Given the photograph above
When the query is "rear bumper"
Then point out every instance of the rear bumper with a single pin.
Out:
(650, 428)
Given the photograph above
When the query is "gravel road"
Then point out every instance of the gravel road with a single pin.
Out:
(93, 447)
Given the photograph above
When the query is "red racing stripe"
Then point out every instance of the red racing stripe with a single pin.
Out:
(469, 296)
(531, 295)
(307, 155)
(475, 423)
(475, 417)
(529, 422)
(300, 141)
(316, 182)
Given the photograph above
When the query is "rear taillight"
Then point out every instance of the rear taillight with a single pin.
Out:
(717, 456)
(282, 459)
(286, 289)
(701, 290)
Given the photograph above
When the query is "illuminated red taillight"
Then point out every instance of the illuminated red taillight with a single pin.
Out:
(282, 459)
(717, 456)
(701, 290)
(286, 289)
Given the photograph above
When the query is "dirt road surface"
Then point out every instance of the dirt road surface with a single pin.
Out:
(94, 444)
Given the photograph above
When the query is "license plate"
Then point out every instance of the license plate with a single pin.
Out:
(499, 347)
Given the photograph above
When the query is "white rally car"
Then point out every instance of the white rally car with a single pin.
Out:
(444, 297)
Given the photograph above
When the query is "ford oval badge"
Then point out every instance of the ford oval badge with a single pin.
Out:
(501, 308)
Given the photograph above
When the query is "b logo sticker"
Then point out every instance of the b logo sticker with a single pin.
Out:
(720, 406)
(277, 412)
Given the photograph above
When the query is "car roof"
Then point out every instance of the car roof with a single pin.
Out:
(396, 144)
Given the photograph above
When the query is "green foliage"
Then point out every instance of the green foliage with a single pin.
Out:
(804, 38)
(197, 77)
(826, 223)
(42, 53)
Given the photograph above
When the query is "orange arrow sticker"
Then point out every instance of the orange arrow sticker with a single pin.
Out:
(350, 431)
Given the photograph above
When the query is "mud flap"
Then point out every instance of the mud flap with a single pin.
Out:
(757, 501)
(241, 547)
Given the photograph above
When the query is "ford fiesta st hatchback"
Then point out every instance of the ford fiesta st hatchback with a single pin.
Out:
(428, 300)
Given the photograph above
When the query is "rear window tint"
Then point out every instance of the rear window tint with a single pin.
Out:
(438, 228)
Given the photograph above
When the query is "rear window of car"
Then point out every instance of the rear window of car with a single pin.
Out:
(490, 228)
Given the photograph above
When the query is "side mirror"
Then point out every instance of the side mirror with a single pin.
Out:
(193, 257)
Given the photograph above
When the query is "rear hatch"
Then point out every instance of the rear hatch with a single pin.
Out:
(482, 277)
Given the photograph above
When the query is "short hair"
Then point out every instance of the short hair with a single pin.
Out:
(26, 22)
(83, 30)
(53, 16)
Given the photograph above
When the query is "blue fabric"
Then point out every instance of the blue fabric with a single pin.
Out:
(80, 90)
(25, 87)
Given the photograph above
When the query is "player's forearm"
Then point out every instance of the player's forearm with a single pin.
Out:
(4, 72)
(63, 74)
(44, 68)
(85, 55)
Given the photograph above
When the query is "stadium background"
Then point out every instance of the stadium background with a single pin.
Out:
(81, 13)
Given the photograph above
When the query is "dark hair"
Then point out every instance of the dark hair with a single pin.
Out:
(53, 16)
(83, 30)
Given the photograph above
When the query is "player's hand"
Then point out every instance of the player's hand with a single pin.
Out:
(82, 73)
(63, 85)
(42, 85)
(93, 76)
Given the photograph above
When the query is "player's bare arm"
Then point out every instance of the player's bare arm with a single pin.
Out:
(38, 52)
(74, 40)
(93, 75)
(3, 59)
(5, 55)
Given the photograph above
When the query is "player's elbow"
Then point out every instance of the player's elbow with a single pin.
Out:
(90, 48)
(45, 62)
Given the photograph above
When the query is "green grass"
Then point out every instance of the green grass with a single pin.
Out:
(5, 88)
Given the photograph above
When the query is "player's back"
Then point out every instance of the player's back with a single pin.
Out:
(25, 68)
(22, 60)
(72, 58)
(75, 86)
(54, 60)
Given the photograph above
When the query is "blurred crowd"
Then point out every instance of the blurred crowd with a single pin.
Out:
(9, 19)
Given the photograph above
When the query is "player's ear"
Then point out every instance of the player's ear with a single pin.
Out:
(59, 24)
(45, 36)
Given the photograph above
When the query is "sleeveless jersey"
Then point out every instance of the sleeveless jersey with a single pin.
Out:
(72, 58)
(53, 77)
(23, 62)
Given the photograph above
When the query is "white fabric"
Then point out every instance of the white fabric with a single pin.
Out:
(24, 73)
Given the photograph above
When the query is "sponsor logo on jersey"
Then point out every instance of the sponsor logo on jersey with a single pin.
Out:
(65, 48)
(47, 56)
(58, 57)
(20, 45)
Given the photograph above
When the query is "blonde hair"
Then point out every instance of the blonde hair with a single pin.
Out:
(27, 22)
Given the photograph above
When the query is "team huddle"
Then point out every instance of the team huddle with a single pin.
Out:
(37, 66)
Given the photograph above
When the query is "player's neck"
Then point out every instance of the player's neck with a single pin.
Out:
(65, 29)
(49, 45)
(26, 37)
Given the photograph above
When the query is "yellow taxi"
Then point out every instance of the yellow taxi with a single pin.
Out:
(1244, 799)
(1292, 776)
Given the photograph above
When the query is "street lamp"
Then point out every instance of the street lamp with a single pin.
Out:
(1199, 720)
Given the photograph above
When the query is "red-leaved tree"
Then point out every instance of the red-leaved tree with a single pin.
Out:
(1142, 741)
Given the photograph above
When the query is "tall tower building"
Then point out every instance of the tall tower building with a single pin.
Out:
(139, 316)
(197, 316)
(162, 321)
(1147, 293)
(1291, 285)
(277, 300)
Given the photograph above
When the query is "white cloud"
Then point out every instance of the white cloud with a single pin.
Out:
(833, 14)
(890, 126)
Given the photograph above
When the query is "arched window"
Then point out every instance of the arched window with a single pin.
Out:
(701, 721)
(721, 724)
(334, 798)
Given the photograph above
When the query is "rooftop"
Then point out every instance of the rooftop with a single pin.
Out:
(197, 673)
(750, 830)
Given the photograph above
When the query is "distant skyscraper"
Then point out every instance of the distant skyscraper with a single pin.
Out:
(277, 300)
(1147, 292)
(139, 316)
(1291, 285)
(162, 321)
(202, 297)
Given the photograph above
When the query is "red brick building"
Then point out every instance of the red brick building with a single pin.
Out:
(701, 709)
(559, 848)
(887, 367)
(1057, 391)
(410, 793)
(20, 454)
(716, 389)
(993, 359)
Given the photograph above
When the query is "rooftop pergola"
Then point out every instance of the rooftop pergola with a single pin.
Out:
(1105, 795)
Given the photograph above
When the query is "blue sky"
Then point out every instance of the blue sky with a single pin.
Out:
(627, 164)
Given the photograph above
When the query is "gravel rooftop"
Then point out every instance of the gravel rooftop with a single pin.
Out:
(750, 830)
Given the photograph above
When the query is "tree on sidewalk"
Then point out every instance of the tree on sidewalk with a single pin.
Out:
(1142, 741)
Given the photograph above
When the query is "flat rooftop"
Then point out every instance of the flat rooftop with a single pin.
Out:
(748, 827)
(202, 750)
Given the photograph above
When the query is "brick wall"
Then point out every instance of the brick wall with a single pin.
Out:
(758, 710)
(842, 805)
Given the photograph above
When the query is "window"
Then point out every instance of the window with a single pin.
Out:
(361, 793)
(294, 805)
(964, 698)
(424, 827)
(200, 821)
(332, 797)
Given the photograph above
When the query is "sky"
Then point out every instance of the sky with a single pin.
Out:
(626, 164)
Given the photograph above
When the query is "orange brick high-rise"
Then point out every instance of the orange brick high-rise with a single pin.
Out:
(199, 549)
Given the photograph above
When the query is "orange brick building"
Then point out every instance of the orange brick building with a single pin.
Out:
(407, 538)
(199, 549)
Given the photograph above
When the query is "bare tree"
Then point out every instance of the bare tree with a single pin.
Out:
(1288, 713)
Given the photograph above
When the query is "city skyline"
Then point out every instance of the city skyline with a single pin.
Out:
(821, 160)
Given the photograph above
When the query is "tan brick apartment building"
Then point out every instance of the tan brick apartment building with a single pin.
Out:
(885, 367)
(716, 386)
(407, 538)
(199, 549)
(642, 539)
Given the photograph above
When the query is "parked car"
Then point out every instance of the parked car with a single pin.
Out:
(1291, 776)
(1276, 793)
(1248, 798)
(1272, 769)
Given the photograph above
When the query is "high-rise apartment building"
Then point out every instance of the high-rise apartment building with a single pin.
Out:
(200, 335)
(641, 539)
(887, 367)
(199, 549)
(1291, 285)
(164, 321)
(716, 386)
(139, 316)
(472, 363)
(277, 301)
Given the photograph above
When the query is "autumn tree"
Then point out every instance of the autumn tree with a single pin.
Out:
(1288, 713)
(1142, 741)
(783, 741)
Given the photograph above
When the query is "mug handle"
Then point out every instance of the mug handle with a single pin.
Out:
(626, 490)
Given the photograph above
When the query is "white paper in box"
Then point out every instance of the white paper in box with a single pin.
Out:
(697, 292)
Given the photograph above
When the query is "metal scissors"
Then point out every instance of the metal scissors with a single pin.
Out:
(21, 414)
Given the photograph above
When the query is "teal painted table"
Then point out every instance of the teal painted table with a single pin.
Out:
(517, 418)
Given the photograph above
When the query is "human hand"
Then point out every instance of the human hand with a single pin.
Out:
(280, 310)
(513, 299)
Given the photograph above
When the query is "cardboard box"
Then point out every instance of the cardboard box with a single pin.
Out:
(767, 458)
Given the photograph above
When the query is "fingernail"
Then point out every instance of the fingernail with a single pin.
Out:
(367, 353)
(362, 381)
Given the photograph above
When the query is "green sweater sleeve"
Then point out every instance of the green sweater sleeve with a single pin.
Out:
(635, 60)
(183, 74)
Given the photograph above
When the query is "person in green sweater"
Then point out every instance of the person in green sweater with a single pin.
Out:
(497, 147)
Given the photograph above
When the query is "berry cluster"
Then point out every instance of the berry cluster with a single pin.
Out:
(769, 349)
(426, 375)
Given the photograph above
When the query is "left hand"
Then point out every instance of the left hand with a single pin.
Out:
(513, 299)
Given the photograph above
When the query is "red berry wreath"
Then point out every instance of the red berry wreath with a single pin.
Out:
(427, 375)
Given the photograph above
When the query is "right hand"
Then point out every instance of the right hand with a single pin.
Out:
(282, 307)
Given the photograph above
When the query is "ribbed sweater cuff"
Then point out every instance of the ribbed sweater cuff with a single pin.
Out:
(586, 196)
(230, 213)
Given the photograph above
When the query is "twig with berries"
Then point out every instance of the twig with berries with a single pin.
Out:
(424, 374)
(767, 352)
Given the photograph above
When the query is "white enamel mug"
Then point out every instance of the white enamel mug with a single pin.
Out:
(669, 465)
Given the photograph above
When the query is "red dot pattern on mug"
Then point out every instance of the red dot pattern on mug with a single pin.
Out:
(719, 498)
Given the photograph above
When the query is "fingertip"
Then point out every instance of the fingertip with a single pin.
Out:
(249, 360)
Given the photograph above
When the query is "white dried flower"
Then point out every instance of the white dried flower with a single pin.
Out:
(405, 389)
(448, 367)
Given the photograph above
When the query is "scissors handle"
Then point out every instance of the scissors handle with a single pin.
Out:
######
(HOW TO COMPLETE THIS TASK) Only lines holding the word "wreath" are wanted here; copy each from the listing.

(WORKED SOLUTION)
When the query is "red berry wreath"
Then point out every instance of the red berry wreath with a single pin.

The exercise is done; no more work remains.